Source excerpt:
Homeschooling Corner: Math ideas and manipulatives for younger grades

Archimedes

When you love a subject and your kids love it, too, it’s easy to teach. When you’re really not sure how to approach the subject or your kids hate it, it gets a lot trickier. (See: spelling.)

So I thought I’d make a list of some of our favorite math related materials–but please remember, all you really need for teaching math is a paper and pencil. (Or less–Archimedes did math with a stick and some sand!)

Countables

Little ones who are just learning to count and add benefit from having something concrete they can hold, touch, and move around when thinking about concepts like “two more” or “two less.”

You can count almost anything–pebbles, shells, acorns, pennies, Monopoly money, fingers–but having a box of dedicated, fun, colorful countables on hand is useful. My favorites:

Abacus. The abacus has the lovely advantage that all of its counters are on rods and so don’t get scattered around the room, stepped on and lost. I made my own abacus (inspired by commenter Dave‘s abacus) out of a shoe box, plastic beads, pipecleaners, and tape. You can count, add, subtract, multiply, divide, etc., on an abacus, but for your purposes you’ll just need to learn addition and subtraction.

Different abaci have different numbers and arrangements of beads. If your kids are still learning to count/mastering addition and subtraction up to ten (standard kindergarten goals,) I’d use an abacus with 9 beads per string. (Just like writing numbers, after you get to nine on the “ones” string, you raise up one bead on the “10” string.)

We adults tend to take place value for granted (“it’s obvious that we use the decimal system!”) but switching from column to column can be confusing for young kids. There’s no intuitive reason why 11 doesn’t = 2. The abacus helps increase awareness of place value (typically taught in first grade) because you simply run out of beads after 9 and have to switch to the next row.

Once kids have the basic idea, you can switch to a more advanced abacus like the Soroban. The top bead on the Soroban is worth 5, so students count 1-2-3-4, then click the 5 bead and clear the unit beads, then add unit beads to the five to count 6-7-8-9, then click one bead in the tens column and clear all of the beads in the unit and five column. My apologies if it sounds complicated; it really isn’t, it’s just a little tricky to put into words.

You can get abacus workbooks; I have not used any so I cannot review them but they look fun. Rather, I just use the abacus as a complement to the other math problems we are already doing. (I have read Mr. Green’s How to Use a Chinese Abacus, which was the only book my library had on the subject. It is a very good introduction aimed at adults.)

Items:
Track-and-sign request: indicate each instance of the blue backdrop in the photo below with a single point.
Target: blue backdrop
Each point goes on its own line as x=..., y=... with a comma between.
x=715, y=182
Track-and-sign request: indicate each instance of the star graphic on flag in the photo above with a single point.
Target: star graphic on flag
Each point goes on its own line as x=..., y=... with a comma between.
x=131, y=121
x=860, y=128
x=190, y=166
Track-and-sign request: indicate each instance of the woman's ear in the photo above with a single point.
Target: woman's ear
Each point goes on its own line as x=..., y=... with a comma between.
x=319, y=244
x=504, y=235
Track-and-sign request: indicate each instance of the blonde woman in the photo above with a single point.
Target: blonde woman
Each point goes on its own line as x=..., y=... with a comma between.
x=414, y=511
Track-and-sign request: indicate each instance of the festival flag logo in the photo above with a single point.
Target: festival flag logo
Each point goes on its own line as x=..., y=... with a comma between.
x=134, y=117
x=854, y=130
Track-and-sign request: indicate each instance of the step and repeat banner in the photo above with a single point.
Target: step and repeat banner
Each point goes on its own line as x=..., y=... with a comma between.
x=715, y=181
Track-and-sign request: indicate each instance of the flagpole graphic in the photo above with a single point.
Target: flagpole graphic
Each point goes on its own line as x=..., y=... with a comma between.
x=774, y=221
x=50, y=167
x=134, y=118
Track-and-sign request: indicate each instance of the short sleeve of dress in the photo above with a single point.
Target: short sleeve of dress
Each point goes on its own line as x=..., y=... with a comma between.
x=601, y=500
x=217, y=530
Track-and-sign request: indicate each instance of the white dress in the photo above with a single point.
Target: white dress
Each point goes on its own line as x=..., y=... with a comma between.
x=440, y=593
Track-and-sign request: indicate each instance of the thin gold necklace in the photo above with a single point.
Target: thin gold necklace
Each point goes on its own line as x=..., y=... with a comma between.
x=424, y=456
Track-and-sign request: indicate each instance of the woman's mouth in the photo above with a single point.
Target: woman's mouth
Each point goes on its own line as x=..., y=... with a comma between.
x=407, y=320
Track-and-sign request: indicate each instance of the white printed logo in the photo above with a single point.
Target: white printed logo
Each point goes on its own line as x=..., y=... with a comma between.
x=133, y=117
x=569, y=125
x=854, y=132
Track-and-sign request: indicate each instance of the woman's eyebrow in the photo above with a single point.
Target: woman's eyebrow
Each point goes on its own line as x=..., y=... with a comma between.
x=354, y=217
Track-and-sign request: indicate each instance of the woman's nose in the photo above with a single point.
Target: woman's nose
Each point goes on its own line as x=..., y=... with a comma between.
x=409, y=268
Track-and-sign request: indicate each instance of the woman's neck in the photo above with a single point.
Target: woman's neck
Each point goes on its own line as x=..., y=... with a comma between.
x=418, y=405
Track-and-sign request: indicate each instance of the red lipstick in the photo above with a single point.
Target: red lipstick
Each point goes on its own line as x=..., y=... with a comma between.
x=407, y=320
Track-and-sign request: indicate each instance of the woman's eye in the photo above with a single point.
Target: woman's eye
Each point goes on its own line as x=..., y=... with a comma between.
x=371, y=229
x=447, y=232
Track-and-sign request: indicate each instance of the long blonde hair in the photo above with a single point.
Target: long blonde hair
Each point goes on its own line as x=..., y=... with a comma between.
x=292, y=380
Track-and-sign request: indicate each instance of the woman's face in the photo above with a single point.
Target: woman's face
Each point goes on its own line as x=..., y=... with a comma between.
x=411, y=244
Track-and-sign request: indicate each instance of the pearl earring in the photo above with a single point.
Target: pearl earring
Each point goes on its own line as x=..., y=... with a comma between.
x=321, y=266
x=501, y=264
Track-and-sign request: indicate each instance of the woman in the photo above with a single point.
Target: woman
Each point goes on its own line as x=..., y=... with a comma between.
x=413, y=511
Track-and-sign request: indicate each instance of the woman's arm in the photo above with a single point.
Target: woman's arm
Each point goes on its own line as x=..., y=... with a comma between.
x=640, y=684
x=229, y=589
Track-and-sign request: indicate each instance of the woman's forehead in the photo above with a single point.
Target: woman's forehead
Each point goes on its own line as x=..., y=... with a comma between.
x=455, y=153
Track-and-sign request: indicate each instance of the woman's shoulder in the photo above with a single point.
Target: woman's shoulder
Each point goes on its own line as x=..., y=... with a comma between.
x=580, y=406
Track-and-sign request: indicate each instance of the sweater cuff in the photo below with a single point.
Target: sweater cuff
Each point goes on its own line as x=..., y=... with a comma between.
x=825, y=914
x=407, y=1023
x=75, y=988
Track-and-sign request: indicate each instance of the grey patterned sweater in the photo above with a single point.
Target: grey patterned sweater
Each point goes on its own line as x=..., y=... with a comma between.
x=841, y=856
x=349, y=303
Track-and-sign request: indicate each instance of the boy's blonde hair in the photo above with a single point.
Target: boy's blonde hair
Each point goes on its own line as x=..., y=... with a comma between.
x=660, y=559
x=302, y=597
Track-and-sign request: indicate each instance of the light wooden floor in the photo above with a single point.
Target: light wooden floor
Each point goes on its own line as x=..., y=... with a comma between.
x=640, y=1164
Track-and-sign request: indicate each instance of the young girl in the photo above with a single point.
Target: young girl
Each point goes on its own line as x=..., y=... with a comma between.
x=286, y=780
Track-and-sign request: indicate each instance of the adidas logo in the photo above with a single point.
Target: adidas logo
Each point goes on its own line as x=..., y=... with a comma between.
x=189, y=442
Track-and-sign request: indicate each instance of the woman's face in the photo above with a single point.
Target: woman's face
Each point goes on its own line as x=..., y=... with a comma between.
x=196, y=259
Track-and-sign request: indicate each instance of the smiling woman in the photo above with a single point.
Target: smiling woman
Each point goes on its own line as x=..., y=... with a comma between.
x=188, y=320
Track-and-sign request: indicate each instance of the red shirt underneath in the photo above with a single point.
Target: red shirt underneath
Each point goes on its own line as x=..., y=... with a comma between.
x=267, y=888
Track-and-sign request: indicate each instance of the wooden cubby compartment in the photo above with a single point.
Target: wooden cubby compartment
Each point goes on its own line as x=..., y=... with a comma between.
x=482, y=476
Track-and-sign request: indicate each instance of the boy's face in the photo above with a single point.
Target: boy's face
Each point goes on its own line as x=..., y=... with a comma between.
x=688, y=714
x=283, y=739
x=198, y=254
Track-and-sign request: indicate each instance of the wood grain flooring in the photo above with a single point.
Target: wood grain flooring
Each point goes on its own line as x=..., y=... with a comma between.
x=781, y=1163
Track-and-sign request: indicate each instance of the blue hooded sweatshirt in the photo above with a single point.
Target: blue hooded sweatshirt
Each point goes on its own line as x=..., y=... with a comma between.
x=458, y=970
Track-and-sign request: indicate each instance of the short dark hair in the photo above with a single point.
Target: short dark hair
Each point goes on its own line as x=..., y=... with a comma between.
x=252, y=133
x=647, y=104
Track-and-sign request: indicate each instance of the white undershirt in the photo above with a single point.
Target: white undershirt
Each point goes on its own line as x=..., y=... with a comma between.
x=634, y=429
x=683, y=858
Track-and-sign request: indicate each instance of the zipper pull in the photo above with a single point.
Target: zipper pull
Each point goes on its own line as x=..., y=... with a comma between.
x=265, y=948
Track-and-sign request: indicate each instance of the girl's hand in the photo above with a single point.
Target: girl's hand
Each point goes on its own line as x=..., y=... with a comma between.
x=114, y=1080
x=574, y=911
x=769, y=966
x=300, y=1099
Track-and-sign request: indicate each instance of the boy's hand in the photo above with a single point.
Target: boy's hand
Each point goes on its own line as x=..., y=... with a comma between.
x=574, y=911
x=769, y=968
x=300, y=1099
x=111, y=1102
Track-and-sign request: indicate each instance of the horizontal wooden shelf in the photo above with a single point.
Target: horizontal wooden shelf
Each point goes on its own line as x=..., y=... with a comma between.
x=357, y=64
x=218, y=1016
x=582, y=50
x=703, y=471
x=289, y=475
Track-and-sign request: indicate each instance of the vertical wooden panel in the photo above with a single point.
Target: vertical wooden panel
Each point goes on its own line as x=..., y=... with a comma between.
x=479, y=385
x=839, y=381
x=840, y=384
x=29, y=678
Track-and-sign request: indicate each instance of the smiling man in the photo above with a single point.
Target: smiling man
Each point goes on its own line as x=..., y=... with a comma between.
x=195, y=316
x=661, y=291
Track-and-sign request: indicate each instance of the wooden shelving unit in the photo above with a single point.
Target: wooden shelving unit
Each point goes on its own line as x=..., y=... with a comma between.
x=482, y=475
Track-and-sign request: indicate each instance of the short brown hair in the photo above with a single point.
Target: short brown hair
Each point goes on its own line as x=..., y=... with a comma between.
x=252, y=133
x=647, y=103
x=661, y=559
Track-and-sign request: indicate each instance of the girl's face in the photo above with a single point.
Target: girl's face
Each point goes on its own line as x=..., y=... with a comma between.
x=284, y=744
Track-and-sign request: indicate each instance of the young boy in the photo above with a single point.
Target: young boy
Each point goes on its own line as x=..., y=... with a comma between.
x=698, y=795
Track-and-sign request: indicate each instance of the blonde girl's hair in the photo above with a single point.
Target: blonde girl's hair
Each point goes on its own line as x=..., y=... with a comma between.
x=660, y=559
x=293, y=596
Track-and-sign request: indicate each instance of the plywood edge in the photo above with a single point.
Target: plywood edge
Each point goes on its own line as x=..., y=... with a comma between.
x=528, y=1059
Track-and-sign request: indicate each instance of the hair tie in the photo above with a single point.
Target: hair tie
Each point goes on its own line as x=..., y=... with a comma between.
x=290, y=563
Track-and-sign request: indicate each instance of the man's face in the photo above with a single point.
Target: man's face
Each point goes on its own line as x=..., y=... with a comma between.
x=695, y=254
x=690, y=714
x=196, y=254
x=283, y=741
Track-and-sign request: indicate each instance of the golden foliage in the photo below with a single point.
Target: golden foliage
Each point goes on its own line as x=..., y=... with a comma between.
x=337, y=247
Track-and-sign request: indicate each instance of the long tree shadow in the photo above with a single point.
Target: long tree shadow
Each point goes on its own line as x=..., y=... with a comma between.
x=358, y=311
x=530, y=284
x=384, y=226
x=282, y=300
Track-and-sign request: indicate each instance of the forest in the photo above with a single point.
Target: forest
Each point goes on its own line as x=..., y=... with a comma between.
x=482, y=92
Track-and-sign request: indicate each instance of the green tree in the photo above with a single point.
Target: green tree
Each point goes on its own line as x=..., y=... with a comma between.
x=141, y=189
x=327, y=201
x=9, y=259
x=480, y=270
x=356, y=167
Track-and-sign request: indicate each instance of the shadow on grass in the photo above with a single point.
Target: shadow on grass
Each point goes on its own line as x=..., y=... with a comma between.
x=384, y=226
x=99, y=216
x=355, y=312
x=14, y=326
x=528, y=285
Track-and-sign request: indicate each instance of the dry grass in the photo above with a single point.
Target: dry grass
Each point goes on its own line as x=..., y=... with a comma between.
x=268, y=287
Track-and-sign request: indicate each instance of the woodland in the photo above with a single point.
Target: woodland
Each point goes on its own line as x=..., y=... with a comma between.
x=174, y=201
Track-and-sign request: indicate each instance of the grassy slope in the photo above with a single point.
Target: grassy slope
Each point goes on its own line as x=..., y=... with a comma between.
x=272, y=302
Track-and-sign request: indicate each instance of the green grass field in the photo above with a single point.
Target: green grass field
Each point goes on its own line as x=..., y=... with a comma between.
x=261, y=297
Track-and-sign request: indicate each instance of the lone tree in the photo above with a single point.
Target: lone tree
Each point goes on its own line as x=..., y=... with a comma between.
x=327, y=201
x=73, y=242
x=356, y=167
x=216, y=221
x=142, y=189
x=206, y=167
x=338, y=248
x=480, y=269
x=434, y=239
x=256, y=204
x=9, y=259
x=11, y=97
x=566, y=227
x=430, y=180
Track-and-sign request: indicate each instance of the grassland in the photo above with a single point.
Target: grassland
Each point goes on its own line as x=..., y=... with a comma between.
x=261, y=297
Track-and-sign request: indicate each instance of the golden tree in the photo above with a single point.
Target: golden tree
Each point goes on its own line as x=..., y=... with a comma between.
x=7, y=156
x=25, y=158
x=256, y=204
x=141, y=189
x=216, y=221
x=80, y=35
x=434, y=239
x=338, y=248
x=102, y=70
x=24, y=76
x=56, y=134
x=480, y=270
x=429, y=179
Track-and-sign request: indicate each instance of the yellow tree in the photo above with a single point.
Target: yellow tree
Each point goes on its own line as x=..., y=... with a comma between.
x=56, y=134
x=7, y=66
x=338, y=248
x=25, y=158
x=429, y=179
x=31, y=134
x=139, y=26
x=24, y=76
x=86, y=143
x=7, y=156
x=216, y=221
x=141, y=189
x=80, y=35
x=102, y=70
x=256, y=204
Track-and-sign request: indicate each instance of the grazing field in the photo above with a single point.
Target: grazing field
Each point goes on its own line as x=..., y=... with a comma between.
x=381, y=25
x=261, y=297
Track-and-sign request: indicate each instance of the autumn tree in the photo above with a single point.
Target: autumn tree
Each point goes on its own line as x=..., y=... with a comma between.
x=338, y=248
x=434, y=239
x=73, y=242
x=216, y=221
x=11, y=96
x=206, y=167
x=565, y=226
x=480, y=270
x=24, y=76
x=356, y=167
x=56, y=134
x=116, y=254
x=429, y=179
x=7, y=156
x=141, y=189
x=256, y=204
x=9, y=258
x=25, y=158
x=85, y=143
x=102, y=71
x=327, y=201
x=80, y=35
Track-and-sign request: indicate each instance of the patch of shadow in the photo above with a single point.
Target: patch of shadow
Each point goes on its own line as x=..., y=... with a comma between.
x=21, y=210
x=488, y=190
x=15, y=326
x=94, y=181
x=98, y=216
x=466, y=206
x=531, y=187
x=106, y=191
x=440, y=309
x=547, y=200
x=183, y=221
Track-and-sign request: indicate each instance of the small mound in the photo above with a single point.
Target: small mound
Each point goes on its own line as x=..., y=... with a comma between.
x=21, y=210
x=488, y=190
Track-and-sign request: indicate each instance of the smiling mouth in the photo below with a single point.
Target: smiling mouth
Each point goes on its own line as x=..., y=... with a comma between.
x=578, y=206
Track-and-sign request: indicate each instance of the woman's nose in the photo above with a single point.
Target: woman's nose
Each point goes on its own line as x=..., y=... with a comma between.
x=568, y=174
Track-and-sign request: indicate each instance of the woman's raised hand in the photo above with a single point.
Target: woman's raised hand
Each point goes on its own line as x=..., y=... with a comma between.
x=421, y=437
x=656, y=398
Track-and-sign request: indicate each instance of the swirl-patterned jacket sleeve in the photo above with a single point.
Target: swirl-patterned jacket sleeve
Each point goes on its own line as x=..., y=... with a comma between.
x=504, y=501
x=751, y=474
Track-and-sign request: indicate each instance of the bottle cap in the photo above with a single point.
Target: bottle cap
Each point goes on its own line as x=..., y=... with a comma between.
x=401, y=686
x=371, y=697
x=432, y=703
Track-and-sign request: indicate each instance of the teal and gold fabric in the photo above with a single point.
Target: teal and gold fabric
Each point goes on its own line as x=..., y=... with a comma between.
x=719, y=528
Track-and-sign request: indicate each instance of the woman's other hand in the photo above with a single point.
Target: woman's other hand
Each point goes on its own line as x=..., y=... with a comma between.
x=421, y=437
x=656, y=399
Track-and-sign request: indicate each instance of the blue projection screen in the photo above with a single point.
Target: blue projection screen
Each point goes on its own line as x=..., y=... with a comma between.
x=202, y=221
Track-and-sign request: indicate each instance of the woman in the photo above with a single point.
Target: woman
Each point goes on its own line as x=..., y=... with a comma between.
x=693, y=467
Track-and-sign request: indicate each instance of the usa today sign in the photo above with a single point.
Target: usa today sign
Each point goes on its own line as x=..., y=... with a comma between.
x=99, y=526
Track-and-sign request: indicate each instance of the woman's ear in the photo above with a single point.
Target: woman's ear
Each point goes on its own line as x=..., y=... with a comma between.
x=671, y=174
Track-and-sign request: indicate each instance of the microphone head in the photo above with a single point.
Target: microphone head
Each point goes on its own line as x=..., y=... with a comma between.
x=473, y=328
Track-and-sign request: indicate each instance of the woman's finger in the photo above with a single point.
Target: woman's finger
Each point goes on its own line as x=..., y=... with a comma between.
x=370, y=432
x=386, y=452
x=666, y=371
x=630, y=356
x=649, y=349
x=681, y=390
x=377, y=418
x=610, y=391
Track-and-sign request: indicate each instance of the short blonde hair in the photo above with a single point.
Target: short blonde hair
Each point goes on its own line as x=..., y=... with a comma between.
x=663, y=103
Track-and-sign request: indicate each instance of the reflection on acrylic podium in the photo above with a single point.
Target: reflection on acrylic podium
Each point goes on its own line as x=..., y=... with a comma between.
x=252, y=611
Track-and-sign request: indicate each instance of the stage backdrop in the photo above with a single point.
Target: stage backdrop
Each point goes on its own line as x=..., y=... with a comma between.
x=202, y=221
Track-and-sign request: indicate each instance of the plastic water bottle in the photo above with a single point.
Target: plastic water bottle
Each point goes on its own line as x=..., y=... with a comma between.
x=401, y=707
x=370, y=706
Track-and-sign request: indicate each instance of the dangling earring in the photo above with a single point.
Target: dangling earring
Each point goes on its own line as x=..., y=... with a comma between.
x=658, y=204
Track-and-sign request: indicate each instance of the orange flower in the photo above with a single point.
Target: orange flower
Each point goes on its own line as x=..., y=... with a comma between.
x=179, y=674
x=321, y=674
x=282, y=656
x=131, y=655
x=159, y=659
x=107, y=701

Task instructions: Carry on the homeschooling math post from its last sentence, in the same voice.

Result of the task:
Counting Penguins

There is nothing magical about penguins; I just happen to like them. The set has 100 penguins in ten sets (distinguished by color) plus ten “ice bars” that hold ten penguins each. (Besides addition and subtraction,) I find these useful for introducing and visualizing multiplication , eg, 3 rows of 5 penguins = 3×5.

Counting Cubes

For bigger numbers, we have a bag of 1,000 interlocking cubes. Kids will want to just plain build with them, like Legos, which is fine–a fun treat after hard work. You can easily use these to represent 1s, 10s, and 100s (it takes a while to assemble a full 1,000 cube,) and to represent operations like 3x3x3, helping bridge both place value and multiplication. Legos work for this, too, though you’ll probably want to sort out ones that are all the same size and shape.

 

Pattern Blocks

(I think I’ve been incorrectly calling these tangrams, though the principles are similar.)

These pattern blocks are a family heirloom, sent to me by my grandmother upon the birth of my first child. I played with them when I was a child; my siblings played with them; now my children play with them. Someday I will pass them on to my grandchildren… but you can also get them on Amazon. (We use these with a book of pattern block activities that hails from the 80s; I am sure there are many good books of a similar nature published within the past couple of decades.

Apparently there are workbooks with pattern block activities aimed all the way up to 8th grade, but I have not read them and cannot comment on them.

Cuisenaire rods

We didn’t use cuisenaire rods when I was young, but I think I would have liked them. Similar to the tangrams pattern blocks, there are lots of interesting workbooks, games, and other activities you can do with these.

Building toys

Open-ended building toys (Legos, Tinker Toys, blocks, magnetic tiles) come in almost endless forms and can be used to build all sorts of geometric shapes.

Fractions

Fraction blocks and fraction circles are both handy.

Games

Almost any kids’ board game can be transformed into a math game by adding cards with math problems to be solved before completing a turn or using math dice. Your local games shop can help you find dice with numbers higher than six, or you can just tape paper onto an existing cube to make a custom die of your liking (like an + and – die). There are also tons of fun logic games; I pull these out whenever kids start getting restless.

Books

There are so many great math books, from Sir Cumference to Penrose, that I can’t hope to list them all. I encourage you to check out your library’s selection. Here are a few of my favorites:

The Adventures of Penrose the Mathematical Cat (plus sequels) makes a very pleasant enrichment portion of our daily maths. Each day we read one of Penrose’s stories (on subjects like Fibonacci numbers, primes, operations, etc) and do a short, related math activity.

Penrose is probably most appropriate for kids in mid to late elementary, not little ones just learning to count and add. (Note: the first story in the book was about binary, which flew over my kids’ heads.) Sir Cumference is more appropriate for younger learners.

Mathematicians are People, Too: biographies of great mathematicians. I’m not keen on the title, but my kids liked the chapter on Archimedes.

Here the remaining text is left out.